* **Work to be completed**
Reproduce word for word the passage of the post on the gay-parenting study that opens with the words containing "Alli was raising" and closes with "at least once.)".

* **Excerpt provided**
Looks like Heather’s two mommies really aren’t “all that”
A gentleman named Mark Regnerus has done a study of gay parenting that has a lot of people in a lather. You can read his Slate article about it here. He is being criticized for having an agenda, being a bigot, a homophobe, and a Christian zealot. No word on whether anyone has called his mother an astronaut yet.
His study finds that children who spend a portion of their childhood being parented by same-sex partners, a gay single parent, or a “mixed orientation” couple, are, as adults, “more apt to report being unemployed, less healthy, more depressed, more likely to have cheated on a spouse or partner, smoke more pot, had trouble with the law, report more male and female sex partners, more sexual victimization, and were more likely to reflect negatively on their childhood family life, among other things.” He adds that while the study did not attempt to determine causation, it could be due to the instability of their living situations.
I wasn’t the least bit surprised.
The article made me think of the late Allison Crews. She was one of the founders of girlmom.com, a site for teen mothers, and a mother herself of a son named Cade. Miss Crews, or Alli as she was called, died in June of 2005 at the age of 22. Cade was seven at the time. Suicide was suspected, but the coroner found the cause of death to be a seizure induced by Wellbutrin.
Alli was raising her son while cohabitating with her “partner,” Julie. Julie had also been a teenage mother, and her son was about Cade’s age. (The girlmom.com mission statement declares: “We support lesbian, queer, bi, trans, and poly mamas and feel that no one should ever have to justify or explain their sexual identity and practices.” I have always been deeply puzzled as to how so many of these teen mothers morph into lesbians. I mean, they must have liked boys enough to have sex with one at least once.)
Alli spent a lot of time ranting and raving on her now-purged Livejournal account. In the spring of 2003, she lamented that Cade came home from school one day and informed her that Heather does NOT have two mommies. She has a mommy and a daddy, because two mommies can’t make a baby. Then he said HE wanted a daddy. Alli was crushed, and did what any loving mother would do:
She shipped him off to stay with Grandma and Grandpa for a while.

* **Data extracts**
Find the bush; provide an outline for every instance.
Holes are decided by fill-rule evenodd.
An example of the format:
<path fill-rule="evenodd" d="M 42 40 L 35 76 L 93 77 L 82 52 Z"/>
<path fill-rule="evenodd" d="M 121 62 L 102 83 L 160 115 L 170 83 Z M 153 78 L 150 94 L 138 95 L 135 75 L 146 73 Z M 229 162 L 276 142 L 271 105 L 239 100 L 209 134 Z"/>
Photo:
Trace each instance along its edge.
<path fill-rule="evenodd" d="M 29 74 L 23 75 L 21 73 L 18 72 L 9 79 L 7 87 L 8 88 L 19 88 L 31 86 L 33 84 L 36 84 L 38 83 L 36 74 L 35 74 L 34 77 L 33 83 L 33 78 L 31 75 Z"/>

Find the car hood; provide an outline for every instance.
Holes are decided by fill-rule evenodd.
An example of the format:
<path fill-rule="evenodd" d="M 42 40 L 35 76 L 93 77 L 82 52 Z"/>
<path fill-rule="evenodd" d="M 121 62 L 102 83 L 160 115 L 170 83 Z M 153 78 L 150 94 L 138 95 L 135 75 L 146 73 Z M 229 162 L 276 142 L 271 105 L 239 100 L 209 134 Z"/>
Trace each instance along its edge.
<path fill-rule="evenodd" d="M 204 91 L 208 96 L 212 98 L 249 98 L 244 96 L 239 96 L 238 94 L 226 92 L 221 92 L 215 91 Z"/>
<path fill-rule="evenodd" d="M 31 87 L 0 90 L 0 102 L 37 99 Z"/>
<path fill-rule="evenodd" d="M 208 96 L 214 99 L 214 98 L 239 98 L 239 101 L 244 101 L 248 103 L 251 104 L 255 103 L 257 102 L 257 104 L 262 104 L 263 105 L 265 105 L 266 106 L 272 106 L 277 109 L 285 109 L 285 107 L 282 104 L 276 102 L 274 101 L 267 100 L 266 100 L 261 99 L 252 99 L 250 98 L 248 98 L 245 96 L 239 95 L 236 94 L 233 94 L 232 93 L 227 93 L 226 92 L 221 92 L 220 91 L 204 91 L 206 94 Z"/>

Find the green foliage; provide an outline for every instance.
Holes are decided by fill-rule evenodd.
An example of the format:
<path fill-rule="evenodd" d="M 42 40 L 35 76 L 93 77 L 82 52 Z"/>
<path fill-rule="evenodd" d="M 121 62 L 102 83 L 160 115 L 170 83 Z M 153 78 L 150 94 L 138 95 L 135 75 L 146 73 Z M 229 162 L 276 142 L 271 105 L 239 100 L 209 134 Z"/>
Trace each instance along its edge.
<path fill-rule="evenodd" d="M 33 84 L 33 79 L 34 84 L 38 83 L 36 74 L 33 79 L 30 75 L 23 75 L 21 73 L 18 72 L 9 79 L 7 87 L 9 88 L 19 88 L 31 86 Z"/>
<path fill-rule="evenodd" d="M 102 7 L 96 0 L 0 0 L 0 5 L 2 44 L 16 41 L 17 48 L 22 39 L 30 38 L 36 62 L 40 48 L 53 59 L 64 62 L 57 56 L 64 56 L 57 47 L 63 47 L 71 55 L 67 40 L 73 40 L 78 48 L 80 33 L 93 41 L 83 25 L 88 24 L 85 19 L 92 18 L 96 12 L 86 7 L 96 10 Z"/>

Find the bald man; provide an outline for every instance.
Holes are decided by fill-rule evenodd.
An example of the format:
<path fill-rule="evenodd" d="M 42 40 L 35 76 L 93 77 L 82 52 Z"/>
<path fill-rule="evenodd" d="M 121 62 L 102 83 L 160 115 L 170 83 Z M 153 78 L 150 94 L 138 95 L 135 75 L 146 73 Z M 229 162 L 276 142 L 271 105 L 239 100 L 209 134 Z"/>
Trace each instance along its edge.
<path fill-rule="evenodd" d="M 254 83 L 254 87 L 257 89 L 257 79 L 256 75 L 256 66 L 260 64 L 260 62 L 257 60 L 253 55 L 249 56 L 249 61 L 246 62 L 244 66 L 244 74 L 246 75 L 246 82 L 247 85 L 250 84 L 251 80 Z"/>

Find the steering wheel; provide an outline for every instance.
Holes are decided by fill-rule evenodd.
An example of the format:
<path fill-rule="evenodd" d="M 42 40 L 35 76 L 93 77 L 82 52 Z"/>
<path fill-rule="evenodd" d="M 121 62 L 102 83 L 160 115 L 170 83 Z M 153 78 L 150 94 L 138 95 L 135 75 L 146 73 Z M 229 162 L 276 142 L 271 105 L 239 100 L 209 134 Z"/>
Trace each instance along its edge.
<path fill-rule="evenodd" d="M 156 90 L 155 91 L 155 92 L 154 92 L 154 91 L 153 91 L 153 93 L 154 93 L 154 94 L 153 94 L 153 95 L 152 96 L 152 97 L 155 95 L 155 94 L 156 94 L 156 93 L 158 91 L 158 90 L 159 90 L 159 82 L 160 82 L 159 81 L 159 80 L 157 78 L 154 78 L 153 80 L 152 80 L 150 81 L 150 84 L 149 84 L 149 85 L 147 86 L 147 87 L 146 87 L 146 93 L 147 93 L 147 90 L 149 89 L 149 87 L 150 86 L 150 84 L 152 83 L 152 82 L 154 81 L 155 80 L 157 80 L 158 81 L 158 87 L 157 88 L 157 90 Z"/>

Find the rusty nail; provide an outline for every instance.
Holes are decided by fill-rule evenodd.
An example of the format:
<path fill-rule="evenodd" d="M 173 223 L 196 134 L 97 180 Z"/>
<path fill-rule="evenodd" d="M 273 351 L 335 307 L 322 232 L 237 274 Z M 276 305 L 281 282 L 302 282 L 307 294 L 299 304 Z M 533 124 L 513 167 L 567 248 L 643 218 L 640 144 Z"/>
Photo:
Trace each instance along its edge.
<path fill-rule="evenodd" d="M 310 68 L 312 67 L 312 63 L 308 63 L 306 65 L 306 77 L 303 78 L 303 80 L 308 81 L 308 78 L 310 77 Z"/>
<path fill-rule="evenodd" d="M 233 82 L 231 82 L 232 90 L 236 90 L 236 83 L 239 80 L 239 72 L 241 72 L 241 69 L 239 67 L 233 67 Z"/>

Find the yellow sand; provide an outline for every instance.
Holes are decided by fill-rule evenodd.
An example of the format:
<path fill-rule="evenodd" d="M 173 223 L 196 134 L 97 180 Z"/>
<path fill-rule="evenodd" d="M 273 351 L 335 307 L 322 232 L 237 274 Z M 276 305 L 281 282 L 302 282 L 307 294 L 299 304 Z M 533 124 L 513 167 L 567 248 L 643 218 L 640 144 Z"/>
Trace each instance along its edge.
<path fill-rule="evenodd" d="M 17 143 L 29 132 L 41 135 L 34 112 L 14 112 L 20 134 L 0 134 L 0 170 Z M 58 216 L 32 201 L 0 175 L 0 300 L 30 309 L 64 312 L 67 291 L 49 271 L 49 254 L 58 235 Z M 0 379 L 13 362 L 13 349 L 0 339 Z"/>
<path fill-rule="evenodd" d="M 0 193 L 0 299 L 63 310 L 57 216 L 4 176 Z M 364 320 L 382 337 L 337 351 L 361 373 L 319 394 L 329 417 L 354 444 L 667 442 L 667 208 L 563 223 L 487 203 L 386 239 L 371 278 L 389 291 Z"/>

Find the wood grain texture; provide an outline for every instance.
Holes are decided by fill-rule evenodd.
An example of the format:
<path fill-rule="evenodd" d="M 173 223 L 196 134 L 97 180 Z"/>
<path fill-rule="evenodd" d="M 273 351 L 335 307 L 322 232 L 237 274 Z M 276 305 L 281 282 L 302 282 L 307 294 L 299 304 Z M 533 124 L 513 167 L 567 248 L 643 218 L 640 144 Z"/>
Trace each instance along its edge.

* **Answer to the exercise**
Alli was raising her son while cohabitating with her “partner,” Julie. Julie had also been a teenage mother, and her son was about Cade’s age. (The girlmom.com mission statement declares: “We support lesbian, queer, bi, trans, and poly mamas and feel that no one should ever have to justify or explain their sexual identity and practices.” I have always been deeply puzzled as to how so many of these teen mothers morph into lesbians. I mean, they must have liked boys enough to have sex with one at least once.)